*RECORDS FOR PROCESSING:*
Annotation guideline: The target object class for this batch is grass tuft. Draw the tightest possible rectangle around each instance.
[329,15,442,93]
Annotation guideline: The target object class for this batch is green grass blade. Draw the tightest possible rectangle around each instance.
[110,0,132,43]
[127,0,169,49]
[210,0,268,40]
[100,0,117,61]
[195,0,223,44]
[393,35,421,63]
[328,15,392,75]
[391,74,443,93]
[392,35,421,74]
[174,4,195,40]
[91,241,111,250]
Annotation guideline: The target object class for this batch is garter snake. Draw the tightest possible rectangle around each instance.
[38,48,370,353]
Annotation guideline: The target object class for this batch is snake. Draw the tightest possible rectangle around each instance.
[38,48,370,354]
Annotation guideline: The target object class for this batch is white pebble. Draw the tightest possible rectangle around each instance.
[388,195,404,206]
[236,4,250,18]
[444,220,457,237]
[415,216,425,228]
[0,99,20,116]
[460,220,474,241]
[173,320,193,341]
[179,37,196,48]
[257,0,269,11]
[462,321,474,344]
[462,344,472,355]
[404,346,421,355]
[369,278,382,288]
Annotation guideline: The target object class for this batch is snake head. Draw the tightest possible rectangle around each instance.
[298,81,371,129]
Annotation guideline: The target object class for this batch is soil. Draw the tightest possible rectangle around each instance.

*WHAT IS BEING ASKED:*
Write out the whole listing once more, exactly as it reads.

*EXERCISE RESULT:*
Annotation guideline: The target object class for this batch is grass tuft. Draw the tightest possible rectangle around each instance.
[329,15,442,93]
Annotation guideline: The target object class for this batch is green grass blade. Draw the tightest possible rectangle around each instance.
[110,0,132,43]
[127,0,169,49]
[210,0,268,40]
[100,0,117,61]
[195,0,223,44]
[393,35,421,63]
[328,15,392,75]
[391,74,443,93]
[392,35,421,74]
[174,4,195,40]
[91,241,111,250]
Annotation guideline: The target object class for this batch is garter snake. Draw the tightest possible rectangle around each instance.
[38,48,370,353]
Annotation guideline: The target object class for this batch is snake. Draw the tightest possible rectangle around each instance.
[38,48,370,354]
Annotation guideline: The target object class for this batch is white pebble. Draw the tightest possible rectangle around each instance.
[388,195,404,206]
[236,4,250,18]
[444,220,457,237]
[415,216,425,228]
[0,99,20,116]
[460,220,474,241]
[173,320,193,341]
[179,37,196,48]
[257,0,269,11]
[462,321,474,344]
[462,344,472,355]
[404,346,421,355]
[369,278,382,288]
Annotation guideline: The target object class for this batch is snake head. Draw the tightest possible rectangle around each instance.
[298,81,371,129]
Annotation guideline: The target object class for this batch is soil. Draw the tightest possible rectangle around each instance.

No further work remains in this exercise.